● Exercise requirements
Copy every one of the records below word for word.

● Dataset content
>>>
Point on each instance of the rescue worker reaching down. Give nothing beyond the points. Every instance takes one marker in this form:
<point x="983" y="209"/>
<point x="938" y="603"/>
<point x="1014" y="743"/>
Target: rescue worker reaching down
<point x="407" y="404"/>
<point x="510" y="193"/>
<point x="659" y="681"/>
<<<
● Reply to the task
Point on each instance of the rescue worker reaching down. Give nothing beyond the points. Every instance takes one marker in this form:
<point x="983" y="209"/>
<point x="938" y="603"/>
<point x="1014" y="743"/>
Target: rescue worker reaching down
<point x="407" y="404"/>
<point x="510" y="193"/>
<point x="659" y="681"/>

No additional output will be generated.